■ Exercise
Leaving out all pictures, transcribe the lines below exactly, from the first through the line containing "pixel 667 301".

(Natural language region descriptions)

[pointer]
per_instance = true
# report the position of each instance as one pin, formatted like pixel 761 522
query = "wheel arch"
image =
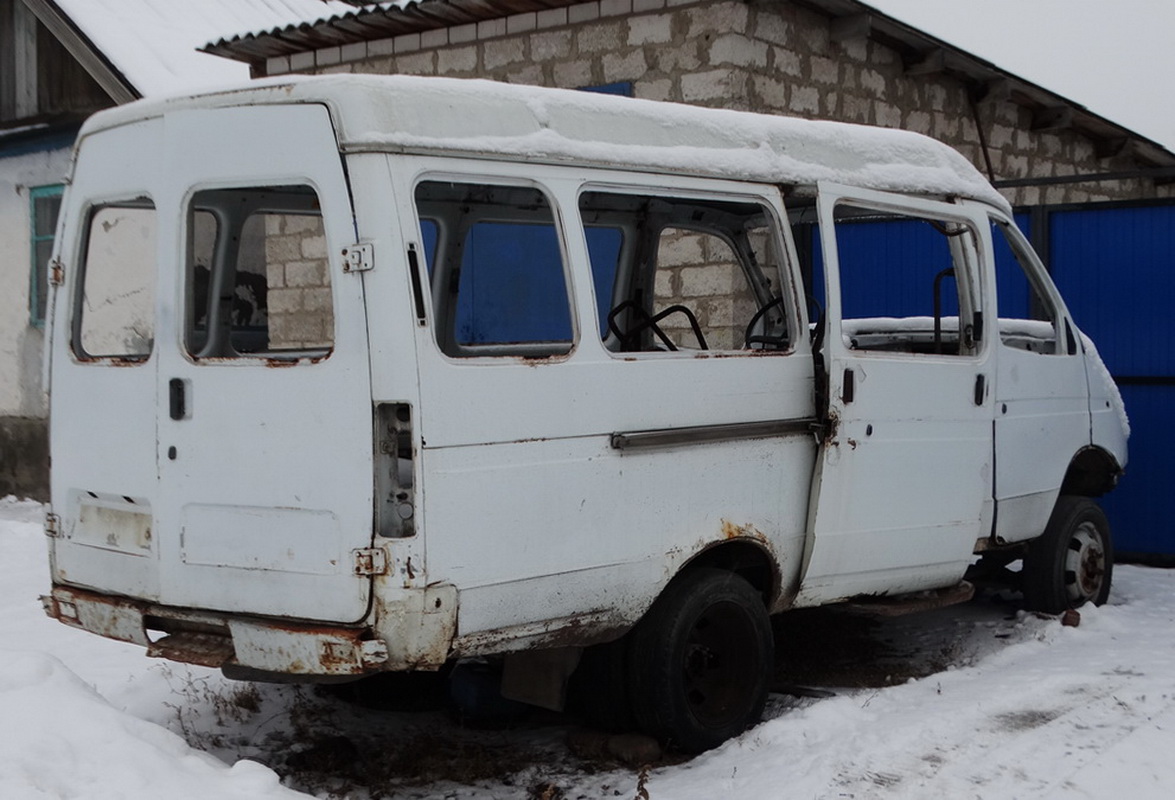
pixel 1092 472
pixel 745 558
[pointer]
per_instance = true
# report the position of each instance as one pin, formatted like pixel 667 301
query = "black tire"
pixel 700 660
pixel 1072 563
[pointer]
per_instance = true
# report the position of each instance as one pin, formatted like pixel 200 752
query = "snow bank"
pixel 69 743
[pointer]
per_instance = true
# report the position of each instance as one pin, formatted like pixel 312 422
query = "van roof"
pixel 477 118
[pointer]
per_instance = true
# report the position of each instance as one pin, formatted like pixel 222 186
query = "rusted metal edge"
pixel 908 604
pixel 703 434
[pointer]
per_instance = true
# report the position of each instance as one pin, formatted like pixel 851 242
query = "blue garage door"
pixel 1116 270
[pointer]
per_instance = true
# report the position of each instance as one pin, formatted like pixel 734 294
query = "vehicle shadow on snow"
pixel 398 735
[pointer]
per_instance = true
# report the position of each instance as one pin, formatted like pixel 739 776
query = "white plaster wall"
pixel 21 344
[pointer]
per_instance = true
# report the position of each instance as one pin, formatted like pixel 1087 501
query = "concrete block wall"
pixel 301 311
pixel 773 58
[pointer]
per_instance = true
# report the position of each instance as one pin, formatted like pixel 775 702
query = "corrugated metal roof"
pixel 367 21
pixel 921 52
pixel 154 44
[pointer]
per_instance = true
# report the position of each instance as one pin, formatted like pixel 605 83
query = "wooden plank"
pixel 95 62
pixel 24 35
pixel 7 64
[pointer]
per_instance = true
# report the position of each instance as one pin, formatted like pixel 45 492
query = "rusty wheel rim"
pixel 1085 564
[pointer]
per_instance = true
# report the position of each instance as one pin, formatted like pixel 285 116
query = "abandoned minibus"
pixel 354 375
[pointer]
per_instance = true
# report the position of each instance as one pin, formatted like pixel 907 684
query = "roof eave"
pixel 108 76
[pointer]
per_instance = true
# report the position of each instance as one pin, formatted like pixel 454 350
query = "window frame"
pixel 221 254
pixel 39 274
pixel 140 200
pixel 443 310
pixel 783 246
pixel 1042 290
pixel 967 250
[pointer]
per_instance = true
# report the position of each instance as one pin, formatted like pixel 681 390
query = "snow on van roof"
pixel 402 113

■ Response to this exercise
[pointer]
per_instance = true
# report the position of each instance as one pin, formatted like pixel 761 522
query = "wheel arch"
image =
pixel 1092 472
pixel 745 558
[pointer]
per_instance = true
# report the position of each instance as one pin, formatted like pixel 667 301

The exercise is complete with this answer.